[BEGIN]
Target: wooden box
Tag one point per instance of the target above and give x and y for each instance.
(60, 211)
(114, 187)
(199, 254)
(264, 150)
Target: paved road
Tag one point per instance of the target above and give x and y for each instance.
[END]
The problem: Express every line of the records above as a numbered list, omitting blank lines.

The completed task:
1. Target: wooden box
2. Tag one point per instance of the target above and give x and y for each instance.
3. (60, 211)
4. (114, 187)
5. (199, 254)
6. (264, 150)
7. Target: paved road
8. Tag one point per instance of the target above and give x and y for each instance.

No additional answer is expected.